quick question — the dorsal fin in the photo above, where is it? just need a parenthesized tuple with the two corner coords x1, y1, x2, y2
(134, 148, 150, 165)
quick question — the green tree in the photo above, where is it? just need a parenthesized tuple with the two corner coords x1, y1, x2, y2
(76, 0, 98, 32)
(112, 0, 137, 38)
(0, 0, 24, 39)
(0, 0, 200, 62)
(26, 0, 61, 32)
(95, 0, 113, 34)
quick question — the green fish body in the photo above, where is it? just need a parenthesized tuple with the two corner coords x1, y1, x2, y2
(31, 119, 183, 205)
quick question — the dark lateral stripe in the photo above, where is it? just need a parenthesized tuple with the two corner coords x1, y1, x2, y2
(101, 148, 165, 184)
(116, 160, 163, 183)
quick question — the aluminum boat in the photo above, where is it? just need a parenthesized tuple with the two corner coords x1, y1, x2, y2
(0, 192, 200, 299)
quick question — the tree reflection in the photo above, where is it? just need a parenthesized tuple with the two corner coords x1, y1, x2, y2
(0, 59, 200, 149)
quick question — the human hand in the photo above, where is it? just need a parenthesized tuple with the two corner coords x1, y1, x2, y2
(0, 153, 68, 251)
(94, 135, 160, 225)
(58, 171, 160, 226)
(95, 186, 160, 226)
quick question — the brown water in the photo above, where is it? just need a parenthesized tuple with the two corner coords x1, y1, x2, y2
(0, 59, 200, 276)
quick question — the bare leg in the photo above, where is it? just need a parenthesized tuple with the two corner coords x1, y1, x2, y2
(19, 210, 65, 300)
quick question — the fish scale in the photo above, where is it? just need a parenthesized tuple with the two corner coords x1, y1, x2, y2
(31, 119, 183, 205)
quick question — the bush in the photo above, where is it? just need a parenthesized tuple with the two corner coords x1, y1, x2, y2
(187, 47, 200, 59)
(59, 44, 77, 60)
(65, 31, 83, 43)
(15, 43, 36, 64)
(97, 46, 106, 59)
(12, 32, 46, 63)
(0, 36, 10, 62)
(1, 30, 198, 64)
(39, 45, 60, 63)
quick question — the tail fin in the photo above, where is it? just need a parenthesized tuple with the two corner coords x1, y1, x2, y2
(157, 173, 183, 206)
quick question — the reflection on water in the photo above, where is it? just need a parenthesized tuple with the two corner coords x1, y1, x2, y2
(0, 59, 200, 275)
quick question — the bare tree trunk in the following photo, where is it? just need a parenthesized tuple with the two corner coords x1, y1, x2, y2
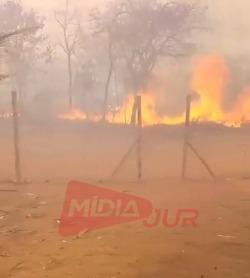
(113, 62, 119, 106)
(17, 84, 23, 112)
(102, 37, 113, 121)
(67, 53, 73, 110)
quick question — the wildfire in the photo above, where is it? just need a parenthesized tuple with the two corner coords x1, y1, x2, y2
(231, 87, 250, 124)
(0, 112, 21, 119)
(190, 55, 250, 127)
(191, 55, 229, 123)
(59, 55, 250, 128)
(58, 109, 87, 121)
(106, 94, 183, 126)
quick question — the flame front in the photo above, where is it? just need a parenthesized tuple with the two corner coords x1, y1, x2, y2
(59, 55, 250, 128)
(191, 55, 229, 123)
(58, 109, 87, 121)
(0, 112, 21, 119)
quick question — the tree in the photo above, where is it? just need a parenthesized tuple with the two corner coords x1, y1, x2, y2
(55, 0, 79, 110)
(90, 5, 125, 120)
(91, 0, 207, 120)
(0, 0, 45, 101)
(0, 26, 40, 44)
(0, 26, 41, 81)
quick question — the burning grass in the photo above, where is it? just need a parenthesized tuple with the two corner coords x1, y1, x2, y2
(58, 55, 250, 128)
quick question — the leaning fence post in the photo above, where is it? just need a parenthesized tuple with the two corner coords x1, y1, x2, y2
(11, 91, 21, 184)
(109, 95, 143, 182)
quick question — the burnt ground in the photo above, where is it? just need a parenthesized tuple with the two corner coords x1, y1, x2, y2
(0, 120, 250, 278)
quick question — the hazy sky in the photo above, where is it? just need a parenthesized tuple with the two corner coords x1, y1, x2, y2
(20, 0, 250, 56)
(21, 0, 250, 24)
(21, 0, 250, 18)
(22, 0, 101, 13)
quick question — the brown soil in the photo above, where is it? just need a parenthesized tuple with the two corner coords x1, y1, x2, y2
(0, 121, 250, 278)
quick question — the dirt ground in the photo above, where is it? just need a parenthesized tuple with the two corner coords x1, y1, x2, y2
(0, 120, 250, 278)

Your task
Give back every line of the material exactly as written, but not the pictures.

Final answer
quick question — the dorsal fin in the photo above, where is it? just need a parenthesized tuple with the two corner coords x1, y1, x2, y2
(134, 148, 150, 165)
quick question — the green tree in the photo above, where is it? just need a parenthesized tuple with the two corner coords x1, y1, x2, y2
(76, 0, 98, 32)
(112, 0, 137, 38)
(0, 0, 24, 39)
(0, 0, 200, 62)
(26, 0, 61, 32)
(95, 0, 113, 34)
quick question — the green fish body in the photo above, where is it? just need a parenthesized tuple with the two corner coords x1, y1, x2, y2
(31, 119, 183, 205)
quick question — the dark lateral stripe in the photo above, where is it? just need a parenthesized tuple with the two corner coords x1, y1, x2, y2
(101, 148, 165, 184)
(116, 160, 163, 183)
quick question — the aluminum boat in the photo above, where is it? just need a parenthesized tuple with the two corner coords x1, y1, x2, y2
(0, 192, 200, 299)
quick question — the tree reflection in the photo above, where is it? just need a parenthesized tuple with the two corner coords x1, y1, x2, y2
(0, 59, 200, 149)
quick question — the human hand in the photo above, where is it? just need a parenthesized tuple with the two corner coords x1, y1, x2, y2
(0, 153, 68, 251)
(94, 135, 160, 225)
(58, 171, 160, 226)
(95, 186, 160, 226)
quick question — the brown water in the photo above, where is it? just need a parenthesized tuple with the two corner coords x1, y1, x2, y2
(0, 59, 200, 276)
quick question — the bare leg in the photo above, where is it? just need a parenthesized tuple with the two corner coords x1, y1, x2, y2
(19, 210, 65, 300)
quick question — the fish scale in the photo above, where is it? just need a parenthesized tuple with the two corner coords x1, y1, x2, y2
(31, 119, 183, 205)
quick question — the bush in the photo above, where is it? just need a parenthesized tuple with the two corner coords x1, y1, x2, y2
(187, 47, 200, 59)
(59, 44, 77, 60)
(65, 31, 83, 43)
(15, 43, 36, 64)
(97, 46, 106, 59)
(12, 32, 46, 63)
(0, 36, 10, 62)
(1, 30, 198, 64)
(39, 45, 60, 63)
quick question — the tail fin in the photo above, where is it? just need a parenthesized tuple with the two corner coords x1, y1, x2, y2
(157, 173, 183, 206)
quick question — the reflection on water in the photo above, where is it? just need a parenthesized tuple with the two corner coords x1, y1, x2, y2
(0, 59, 200, 275)
quick question — the bare tree trunk in the following photo, where is it? just need a parenthesized tuple with the two corner coords x1, y1, x2, y2
(113, 62, 119, 106)
(17, 84, 23, 112)
(102, 37, 113, 121)
(67, 53, 73, 110)
quick question — the wildfire in the photo above, where is it? just need a parenthesized tuple with the two corner coords x1, y1, x2, y2
(231, 87, 250, 124)
(0, 112, 21, 119)
(190, 55, 250, 127)
(191, 55, 229, 123)
(59, 55, 250, 128)
(58, 109, 87, 121)
(106, 94, 183, 126)
quick question — the flame front in the photo above, where is it? just need a parenthesized tuple with the two corner coords x1, y1, x2, y2
(59, 55, 250, 128)
(191, 55, 229, 123)
(58, 109, 87, 121)
(0, 112, 21, 119)
quick question — the tree in the photo above, where is it? just need a parenthesized tuple with the two corner coords x1, y1, x2, y2
(55, 0, 79, 110)
(90, 5, 125, 120)
(91, 0, 207, 120)
(0, 0, 45, 101)
(0, 26, 40, 44)
(0, 26, 41, 81)
quick question — the burning grass in the photo above, where is it? just need a parenthesized tuple with the two corner coords x1, y1, x2, y2
(58, 55, 250, 128)
quick question — the leaning fence post in the photo above, where is it? just need a parenthesized tuple with the two corner coords x1, y1, x2, y2
(11, 91, 21, 184)
(109, 95, 143, 182)
quick question — the burnt ground in the photo above, where is it? just need a parenthesized tuple with the two corner coords x1, y1, x2, y2
(0, 120, 250, 278)
quick question — the hazy sky in the photo above, where is it? just need a parenthesized tuple with the two corner coords x1, y1, x2, y2
(20, 0, 250, 56)
(21, 0, 250, 24)
(21, 0, 250, 18)
(22, 0, 101, 13)
quick question — the brown soil in the photo above, where is it? just need a parenthesized tuple with the two corner coords x1, y1, x2, y2
(0, 121, 250, 278)
quick question — the dirt ground in the photo above, where is it? just need a parenthesized tuple with the two corner coords x1, y1, x2, y2
(0, 120, 250, 278)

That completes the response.